== Records for this exercise ==
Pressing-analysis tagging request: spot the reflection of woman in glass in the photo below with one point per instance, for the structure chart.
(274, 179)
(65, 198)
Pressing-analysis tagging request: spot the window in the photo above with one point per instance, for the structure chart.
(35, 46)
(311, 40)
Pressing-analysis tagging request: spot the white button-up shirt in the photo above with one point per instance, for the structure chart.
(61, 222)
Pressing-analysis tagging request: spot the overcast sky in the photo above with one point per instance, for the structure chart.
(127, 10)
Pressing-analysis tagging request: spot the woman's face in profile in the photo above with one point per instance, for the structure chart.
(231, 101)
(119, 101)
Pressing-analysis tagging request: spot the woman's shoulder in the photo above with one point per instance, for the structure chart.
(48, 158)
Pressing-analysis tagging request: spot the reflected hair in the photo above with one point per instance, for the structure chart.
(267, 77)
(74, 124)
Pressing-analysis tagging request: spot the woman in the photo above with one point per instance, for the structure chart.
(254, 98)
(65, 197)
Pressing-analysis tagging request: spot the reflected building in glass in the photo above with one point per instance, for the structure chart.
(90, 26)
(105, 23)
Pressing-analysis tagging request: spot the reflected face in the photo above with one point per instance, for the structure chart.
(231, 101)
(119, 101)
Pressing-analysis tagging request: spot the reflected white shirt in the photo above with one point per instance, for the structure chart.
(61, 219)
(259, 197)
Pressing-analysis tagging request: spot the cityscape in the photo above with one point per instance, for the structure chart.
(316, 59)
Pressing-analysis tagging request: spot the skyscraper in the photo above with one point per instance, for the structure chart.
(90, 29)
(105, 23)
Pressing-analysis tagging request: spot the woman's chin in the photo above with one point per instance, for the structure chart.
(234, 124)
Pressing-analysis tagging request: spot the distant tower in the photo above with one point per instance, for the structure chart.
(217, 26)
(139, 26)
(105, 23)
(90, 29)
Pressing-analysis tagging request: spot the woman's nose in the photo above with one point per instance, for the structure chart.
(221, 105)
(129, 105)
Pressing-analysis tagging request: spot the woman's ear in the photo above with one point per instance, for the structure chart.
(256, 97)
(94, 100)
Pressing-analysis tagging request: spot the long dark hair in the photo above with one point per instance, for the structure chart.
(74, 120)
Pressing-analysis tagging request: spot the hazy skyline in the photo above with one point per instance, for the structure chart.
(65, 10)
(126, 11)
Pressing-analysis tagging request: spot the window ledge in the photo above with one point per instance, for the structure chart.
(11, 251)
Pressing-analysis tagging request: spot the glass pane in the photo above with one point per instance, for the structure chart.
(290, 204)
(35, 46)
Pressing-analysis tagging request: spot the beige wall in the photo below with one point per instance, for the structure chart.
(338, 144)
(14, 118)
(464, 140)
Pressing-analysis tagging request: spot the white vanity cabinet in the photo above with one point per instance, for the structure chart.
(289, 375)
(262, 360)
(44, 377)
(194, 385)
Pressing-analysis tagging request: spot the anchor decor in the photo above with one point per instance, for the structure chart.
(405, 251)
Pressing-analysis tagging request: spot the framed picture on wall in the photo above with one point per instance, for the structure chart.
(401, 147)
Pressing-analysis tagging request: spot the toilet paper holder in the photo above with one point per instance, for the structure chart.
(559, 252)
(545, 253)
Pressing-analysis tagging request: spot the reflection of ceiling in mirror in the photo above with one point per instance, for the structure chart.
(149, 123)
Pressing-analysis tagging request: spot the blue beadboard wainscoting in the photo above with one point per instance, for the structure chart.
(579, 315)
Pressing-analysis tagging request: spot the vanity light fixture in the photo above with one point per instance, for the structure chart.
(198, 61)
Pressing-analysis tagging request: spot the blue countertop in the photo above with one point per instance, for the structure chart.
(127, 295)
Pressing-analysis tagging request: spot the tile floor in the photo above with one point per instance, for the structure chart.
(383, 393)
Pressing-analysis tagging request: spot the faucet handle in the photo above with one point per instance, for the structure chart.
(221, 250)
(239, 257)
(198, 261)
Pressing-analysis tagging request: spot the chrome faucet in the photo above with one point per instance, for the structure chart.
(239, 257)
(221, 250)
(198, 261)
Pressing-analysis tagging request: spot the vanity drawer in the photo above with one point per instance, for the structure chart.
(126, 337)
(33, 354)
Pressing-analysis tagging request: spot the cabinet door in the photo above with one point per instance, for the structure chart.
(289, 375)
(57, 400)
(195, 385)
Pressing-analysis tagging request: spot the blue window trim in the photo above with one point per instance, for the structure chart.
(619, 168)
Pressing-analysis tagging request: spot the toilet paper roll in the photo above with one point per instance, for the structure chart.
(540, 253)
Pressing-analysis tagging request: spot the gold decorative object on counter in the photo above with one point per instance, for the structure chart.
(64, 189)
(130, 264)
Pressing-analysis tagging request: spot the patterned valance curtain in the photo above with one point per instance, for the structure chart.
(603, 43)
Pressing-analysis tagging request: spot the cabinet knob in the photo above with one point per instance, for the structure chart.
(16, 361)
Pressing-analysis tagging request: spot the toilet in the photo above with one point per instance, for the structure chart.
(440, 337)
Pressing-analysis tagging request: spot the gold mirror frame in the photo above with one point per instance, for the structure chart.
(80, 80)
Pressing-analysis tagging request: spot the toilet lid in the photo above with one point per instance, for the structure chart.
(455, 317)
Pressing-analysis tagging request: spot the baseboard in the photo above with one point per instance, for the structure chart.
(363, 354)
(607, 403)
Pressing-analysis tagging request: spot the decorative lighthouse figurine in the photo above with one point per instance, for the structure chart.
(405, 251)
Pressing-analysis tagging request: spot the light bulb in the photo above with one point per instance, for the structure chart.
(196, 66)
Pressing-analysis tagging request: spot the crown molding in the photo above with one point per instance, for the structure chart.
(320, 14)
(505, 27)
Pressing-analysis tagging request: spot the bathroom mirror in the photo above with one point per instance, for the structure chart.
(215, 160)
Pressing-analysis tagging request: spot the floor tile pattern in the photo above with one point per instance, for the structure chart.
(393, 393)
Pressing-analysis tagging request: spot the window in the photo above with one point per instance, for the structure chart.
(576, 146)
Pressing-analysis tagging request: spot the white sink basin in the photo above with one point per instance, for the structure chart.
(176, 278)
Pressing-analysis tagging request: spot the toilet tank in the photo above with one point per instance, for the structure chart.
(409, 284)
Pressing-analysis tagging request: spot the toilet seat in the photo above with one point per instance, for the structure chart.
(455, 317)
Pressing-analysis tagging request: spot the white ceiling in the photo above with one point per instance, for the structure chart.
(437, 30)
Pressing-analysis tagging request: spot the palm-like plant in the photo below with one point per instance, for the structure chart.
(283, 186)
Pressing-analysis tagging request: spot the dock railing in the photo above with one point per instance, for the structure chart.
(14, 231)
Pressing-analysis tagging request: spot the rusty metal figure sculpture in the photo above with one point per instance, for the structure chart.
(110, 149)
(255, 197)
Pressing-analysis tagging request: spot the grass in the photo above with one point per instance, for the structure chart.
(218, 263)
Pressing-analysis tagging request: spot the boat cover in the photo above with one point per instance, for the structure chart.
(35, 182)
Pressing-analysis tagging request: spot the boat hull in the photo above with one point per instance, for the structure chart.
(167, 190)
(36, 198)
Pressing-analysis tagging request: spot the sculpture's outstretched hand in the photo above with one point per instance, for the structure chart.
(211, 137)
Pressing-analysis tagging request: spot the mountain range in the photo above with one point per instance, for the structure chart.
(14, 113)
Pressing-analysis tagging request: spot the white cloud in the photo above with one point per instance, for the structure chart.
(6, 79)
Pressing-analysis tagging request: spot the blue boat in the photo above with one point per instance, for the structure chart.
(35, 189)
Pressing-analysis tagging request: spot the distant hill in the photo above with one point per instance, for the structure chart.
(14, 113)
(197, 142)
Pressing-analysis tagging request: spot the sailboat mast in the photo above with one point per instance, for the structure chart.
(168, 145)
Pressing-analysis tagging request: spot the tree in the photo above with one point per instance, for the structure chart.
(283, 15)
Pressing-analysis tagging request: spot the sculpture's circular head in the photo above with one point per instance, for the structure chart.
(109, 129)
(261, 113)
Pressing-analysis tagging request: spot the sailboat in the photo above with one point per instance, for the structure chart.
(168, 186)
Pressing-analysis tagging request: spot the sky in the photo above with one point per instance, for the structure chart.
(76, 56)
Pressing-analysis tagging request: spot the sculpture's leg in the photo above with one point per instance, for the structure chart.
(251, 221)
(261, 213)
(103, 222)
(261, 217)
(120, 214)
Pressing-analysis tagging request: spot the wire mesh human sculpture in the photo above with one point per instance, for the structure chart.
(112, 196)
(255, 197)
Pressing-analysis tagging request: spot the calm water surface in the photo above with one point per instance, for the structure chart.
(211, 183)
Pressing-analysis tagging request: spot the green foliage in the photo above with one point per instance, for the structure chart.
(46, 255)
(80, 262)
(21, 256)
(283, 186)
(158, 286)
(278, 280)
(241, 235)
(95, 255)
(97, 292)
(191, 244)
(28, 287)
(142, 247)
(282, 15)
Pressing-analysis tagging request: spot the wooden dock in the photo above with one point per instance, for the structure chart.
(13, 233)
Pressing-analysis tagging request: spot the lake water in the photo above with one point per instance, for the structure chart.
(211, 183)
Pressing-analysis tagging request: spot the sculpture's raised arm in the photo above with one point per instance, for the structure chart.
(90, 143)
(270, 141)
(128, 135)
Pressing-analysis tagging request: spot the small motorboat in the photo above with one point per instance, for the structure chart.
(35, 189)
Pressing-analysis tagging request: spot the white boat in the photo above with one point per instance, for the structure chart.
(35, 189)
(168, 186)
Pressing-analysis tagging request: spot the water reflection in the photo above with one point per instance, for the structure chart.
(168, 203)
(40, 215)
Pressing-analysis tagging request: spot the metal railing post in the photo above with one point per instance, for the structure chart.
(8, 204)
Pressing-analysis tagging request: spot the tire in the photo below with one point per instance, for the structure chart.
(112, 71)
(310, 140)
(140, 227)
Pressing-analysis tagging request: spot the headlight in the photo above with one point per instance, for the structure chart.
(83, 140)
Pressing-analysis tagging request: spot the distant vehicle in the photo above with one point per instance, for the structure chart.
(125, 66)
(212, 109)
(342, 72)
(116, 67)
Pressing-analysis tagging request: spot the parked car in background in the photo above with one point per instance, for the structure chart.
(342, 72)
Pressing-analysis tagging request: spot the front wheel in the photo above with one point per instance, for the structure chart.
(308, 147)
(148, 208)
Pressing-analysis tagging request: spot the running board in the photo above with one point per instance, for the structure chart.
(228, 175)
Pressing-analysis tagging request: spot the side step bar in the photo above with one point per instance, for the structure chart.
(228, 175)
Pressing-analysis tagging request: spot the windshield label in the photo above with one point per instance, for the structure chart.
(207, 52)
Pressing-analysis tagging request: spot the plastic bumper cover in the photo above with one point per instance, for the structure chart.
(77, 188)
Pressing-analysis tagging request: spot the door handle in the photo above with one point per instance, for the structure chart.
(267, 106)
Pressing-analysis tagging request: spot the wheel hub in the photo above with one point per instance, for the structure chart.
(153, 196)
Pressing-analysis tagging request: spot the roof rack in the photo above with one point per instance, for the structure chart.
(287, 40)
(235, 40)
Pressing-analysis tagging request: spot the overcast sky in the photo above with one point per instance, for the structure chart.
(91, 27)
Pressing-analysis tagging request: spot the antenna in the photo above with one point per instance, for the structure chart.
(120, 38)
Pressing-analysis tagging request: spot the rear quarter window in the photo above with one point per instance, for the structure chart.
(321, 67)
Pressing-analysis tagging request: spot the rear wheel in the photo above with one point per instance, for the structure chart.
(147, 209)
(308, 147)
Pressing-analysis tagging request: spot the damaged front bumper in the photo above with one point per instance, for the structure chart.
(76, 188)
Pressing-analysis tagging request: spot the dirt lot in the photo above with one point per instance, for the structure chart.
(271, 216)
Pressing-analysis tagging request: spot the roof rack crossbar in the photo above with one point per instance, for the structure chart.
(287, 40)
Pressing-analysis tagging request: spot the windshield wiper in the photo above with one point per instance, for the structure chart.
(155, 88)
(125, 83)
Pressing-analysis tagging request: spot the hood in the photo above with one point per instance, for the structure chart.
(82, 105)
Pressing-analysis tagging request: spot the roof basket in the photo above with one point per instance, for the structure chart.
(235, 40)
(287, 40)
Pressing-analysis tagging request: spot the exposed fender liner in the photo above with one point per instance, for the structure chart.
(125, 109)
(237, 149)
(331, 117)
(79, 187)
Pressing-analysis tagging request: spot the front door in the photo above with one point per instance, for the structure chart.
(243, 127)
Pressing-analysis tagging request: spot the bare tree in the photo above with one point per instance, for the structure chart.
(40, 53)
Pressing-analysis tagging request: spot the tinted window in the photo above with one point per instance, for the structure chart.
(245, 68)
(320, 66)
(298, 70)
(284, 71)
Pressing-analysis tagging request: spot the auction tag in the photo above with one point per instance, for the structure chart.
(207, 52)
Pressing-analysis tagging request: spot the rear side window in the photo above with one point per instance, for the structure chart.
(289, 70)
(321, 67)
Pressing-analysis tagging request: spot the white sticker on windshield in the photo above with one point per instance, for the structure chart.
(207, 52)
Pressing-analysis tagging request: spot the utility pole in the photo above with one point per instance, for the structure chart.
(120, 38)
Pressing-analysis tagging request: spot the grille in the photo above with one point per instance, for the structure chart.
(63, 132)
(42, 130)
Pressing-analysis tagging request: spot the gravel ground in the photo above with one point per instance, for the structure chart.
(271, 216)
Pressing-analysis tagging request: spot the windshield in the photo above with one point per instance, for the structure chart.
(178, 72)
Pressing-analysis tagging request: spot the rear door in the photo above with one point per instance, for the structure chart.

== Exercise task ==
With both ends included, please retype exactly the lines from the line containing "Pressing-analysis tagging request: spot the tinted" to the final line of the data.

== Worked solution ==
Pressing-analysis tagging request: spot the tinted window in the photo above with one point per instance, for the structure chart.
(245, 68)
(320, 66)
(298, 70)
(284, 71)
Pressing-analysis tagging request: spot the auction tag in the photo above with one point per instance, for the structure chart.
(207, 52)
Pressing-analysis tagging request: spot the rear side window in the photo above with one point per instance, for the structure chart.
(289, 70)
(321, 67)
Pressing-analysis tagging request: spot the white sticker on windshield in the photo above with one point per instance, for the structure chart.
(207, 52)
Pressing-analysis tagging request: spot the utility pole in the photo above with one point per instance, for the structure chart.
(120, 38)
Pressing-analysis tagging request: spot the grille in the photo above with one point per instance, for the structure chart.
(63, 132)
(42, 130)
Pressing-analysis tagging request: spot the gravel ground in the photo above with one point per instance, for the structure chart.
(271, 216)
Pressing-analysis tagging request: spot the windshield in the photo above with one point per instance, for the structure chart.
(178, 72)
Pressing-analysis tagging request: spot the rear door in the photo above with one point per instance, for the structure chart.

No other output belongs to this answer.